━━━━━ PASSAGE TO READ

This delicate “drilling” process is called high-aspect-ratio etching. It’s a technology for producing microscopic holes much deeper than their width. For reference, the aspect ratio of the Empire State Building is roughly 1:2.95, or, it’s roughly three times taller than it is wide. The aspect ratio of a 3D NAND structure is roughly 1:60 and is likely to increase.    

Traditional tools stop working once the aspect ratio gets too large, like the amorphous carbon typically employed to protect material during plasma etching. Flash manufacturers are pushing the limits of the etching process by continuing to scale up. For flash to keep progressing at the clip of Moore’s Law, something’s got to give.

Western Digital approaches the challenge with a simple solution: boring through wafer stacks one half at a time to drill at a lower aspect ratio and reduce the margin of error. “The key to being unique,” Fasoli said of Western Digital’s flash innovation, “is really being paranoid about building something that can be done in a very consistent way.”

The right answer

Fasoli insisted there was no single man behind the curtain at Western Digital. “We have this idea that innovation comes from this spark of genius,” he said. “In reality, I want to point out that — the things that we do are so complex, they require teams of hundreds to thousands of people all working together.”

Fasoli explained the process of invention as an exercise in tireless collaboration. “By continuously refining our process, we can actually get to the right answer,” he said.

Now, Western Digital engineers are working on the next right answer: the next innovation that will scale flash along its breakneck pace. Fasoli is interested in moving compute closer to storage to reduce data transfer bottlenecks.

The cloud can store nearly endless amounts of data and our computer processors are better than ever at processing this data. It’s the narrow highway between the two that causes lag time. But engineers are reconsidering the data highway altogether. “Rather than moving the mountain,” Fasoli drew an analogy to moving the CPU, “I go to where the mountain is.”

What world might this open for consumers? Fasoli cannot say what the fifth industrial revolution will look like — but the next generation of IoT devices will consume much less power and retrieve data instantaneously. Future generations might laugh at concepts such as a loading screen.

But all that is far away. For now, Western Digital engineers work together to refine the process, one cell at a time.

━━━━━━━━━━
━━━━━ MATERIAL SUPPLIED

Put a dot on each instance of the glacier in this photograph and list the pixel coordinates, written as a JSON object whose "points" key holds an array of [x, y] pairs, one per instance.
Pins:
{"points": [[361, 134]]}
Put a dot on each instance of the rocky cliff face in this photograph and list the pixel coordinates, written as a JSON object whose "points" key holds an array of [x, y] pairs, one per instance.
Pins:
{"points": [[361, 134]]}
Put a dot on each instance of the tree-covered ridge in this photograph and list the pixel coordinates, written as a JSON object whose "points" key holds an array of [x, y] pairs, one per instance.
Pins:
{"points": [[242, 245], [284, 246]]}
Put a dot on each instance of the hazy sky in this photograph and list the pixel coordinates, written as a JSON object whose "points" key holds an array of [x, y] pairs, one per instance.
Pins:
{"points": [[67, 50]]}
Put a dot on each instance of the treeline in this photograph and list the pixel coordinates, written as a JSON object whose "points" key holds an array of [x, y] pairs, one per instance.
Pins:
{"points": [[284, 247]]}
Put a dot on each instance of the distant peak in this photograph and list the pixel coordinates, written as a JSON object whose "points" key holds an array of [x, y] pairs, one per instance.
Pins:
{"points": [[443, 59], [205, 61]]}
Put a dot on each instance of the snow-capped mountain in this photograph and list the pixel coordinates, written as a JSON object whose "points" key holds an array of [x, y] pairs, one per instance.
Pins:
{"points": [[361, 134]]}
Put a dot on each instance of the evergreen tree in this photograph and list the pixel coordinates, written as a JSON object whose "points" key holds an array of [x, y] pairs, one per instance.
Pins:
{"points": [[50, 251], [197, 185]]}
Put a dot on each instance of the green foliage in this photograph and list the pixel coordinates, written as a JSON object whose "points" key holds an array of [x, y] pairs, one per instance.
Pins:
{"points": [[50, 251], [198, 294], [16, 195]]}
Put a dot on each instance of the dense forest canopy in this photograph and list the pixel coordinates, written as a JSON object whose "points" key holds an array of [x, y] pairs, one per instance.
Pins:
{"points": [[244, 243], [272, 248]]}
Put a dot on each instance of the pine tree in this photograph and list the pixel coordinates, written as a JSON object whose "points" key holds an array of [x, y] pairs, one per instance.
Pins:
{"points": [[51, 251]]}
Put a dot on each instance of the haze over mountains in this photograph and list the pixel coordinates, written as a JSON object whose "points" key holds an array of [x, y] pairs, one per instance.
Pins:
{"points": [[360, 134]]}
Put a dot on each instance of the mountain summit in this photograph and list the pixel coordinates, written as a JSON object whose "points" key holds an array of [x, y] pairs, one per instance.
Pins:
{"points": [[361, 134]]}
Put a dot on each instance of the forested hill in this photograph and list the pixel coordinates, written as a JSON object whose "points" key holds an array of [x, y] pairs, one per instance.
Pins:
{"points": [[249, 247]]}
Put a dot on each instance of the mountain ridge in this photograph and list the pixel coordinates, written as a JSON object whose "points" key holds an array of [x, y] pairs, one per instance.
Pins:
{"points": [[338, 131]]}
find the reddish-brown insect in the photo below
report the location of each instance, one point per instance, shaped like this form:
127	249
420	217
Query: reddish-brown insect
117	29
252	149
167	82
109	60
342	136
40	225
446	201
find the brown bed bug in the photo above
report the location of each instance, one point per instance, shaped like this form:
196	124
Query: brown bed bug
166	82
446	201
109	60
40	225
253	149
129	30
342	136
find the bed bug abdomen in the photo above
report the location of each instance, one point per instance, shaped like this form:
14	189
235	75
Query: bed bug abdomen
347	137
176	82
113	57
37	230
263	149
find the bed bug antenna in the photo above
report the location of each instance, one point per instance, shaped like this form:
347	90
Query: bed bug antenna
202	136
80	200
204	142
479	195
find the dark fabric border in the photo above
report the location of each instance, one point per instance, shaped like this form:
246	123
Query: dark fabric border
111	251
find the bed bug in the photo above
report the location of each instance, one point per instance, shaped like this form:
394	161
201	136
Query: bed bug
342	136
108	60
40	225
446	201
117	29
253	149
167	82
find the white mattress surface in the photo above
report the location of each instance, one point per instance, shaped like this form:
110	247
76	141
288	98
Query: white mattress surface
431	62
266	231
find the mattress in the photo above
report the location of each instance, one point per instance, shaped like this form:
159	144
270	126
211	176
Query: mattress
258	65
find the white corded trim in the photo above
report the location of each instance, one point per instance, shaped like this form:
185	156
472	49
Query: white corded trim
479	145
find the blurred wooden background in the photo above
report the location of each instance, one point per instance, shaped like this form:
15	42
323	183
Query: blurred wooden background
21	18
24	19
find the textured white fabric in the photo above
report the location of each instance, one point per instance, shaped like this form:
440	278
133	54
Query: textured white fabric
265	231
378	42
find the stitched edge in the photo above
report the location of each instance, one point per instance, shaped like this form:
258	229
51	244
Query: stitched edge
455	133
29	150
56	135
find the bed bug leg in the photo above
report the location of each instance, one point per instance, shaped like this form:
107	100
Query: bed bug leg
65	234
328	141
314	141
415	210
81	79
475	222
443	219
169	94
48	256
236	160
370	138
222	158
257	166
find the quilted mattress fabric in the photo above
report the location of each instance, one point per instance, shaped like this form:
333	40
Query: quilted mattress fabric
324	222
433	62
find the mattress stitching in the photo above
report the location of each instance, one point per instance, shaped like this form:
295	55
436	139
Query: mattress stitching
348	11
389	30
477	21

━━━━━━━━━━

**REQUEST 1**
Sum up the text on flash etching in two sentences.
**REQUEST 2**
In the text on flash etching, roughly what is the aspect ratio of a 3D NAND structure?
**REQUEST 3**
From the text on flash etching, write out the part starting with "Traditional tools stop" and going on through "got to give.", replacing "Flash manufacturers" with "Memory makers".

**FINAL RESULT 1**
Western Digital handles the limits of high-aspect-ratio etching in 3D NAND flash by drilling through wafer stacks one half at a time, which lowers the aspect ratio and reduces the margin of error. Fasoli credits such progress to large teams steadily refining the process, and engineers are now working on moving compute closer to storage to reduce data transfer bottlenecks.

**FINAL RESULT 2**
Roughly 1:60.

**FINAL RESULT 3**
Traditional tools stop working once the aspect ratio gets too large, like the amorphous carbon typically employed to protect material during plasma etching. Memory makers are pushing the limits of the etching process by continuing to scale up. For flash to keep progressing at the clip of Moore’s Law, something’s got to give.